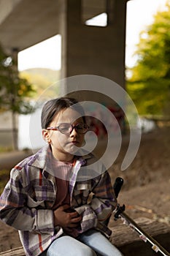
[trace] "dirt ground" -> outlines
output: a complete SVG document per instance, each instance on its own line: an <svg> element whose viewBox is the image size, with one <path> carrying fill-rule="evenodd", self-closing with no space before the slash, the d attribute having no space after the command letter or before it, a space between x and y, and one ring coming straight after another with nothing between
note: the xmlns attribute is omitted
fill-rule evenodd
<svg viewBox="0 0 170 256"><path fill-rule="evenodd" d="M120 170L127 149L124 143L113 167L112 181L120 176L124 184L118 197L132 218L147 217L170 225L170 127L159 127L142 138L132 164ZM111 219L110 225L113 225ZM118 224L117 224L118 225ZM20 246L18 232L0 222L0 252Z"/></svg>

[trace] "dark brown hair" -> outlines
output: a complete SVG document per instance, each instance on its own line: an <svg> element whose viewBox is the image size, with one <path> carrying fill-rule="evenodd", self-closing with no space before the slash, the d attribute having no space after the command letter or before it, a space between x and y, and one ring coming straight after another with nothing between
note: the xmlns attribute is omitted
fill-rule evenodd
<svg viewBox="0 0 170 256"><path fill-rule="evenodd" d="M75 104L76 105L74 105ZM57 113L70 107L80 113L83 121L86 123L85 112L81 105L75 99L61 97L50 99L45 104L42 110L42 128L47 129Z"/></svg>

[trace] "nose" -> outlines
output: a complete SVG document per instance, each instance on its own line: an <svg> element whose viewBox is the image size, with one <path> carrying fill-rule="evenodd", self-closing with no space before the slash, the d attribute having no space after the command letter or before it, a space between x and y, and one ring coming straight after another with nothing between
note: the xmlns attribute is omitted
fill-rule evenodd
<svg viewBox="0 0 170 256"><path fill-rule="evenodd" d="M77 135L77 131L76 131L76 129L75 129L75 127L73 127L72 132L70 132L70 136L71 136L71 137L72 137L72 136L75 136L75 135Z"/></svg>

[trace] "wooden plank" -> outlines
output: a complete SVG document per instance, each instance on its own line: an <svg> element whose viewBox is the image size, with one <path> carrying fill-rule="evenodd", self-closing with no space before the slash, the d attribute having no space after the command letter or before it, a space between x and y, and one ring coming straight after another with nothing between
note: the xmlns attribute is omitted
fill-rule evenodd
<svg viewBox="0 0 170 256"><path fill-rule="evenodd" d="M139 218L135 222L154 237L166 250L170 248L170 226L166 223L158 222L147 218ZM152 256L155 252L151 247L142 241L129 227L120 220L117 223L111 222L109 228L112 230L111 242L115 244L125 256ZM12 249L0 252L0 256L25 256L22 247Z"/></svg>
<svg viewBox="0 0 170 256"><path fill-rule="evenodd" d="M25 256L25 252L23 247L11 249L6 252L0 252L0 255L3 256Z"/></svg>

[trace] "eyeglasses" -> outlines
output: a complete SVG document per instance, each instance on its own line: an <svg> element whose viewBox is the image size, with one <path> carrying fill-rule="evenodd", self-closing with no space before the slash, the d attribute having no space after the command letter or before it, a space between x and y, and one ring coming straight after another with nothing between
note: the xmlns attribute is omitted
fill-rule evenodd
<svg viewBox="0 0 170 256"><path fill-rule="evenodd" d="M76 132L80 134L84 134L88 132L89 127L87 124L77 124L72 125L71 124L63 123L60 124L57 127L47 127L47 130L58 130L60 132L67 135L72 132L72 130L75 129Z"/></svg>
* * *
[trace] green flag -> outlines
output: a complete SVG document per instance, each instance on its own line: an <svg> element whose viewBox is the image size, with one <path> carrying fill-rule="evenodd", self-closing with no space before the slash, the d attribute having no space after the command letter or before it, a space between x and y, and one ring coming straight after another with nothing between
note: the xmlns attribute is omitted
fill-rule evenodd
---
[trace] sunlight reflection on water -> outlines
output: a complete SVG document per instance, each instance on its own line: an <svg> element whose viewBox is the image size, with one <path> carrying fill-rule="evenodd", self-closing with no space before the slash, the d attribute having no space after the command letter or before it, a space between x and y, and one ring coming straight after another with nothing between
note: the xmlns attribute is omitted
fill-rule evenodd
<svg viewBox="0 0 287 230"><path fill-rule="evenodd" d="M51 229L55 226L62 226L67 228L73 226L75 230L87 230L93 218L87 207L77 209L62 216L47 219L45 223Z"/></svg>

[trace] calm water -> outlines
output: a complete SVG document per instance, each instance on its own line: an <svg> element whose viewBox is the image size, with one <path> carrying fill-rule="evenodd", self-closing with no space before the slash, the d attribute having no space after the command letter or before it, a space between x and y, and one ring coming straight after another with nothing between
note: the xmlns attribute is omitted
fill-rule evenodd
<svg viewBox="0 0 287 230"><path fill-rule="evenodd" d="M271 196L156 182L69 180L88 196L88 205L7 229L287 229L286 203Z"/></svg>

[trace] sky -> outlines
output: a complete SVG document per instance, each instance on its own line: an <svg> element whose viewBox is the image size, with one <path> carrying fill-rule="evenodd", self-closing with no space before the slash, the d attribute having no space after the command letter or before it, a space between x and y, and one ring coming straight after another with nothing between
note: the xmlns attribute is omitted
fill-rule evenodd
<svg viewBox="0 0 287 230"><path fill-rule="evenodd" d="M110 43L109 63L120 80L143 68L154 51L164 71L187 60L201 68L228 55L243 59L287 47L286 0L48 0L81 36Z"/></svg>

**WRITTEN INSTRUCTION:** Rewrite the lines from the one containing "[trace] sky -> outlines" through the one containing "43L109 63L120 80L143", swapping "sky" for "clouds" and leaving everything else as it is.

**SOLUTION FOR THIS PROBLEM:**
[trace] clouds -> outlines
output: a complete SVG document per instance, each instance on its own line: an <svg> element whose viewBox is the image size, with one <path> carrying fill-rule="evenodd", self-closing with no space before the slash, the d attribute having no space after the command letter or before it, a space between x and y, and one ring coming straight after another with nothing between
note: the xmlns attribute is omitted
fill-rule evenodd
<svg viewBox="0 0 287 230"><path fill-rule="evenodd" d="M110 43L109 63L120 80L143 68L154 51L164 71L187 60L201 68L228 55L243 59L287 47L286 0L48 0L81 36Z"/></svg>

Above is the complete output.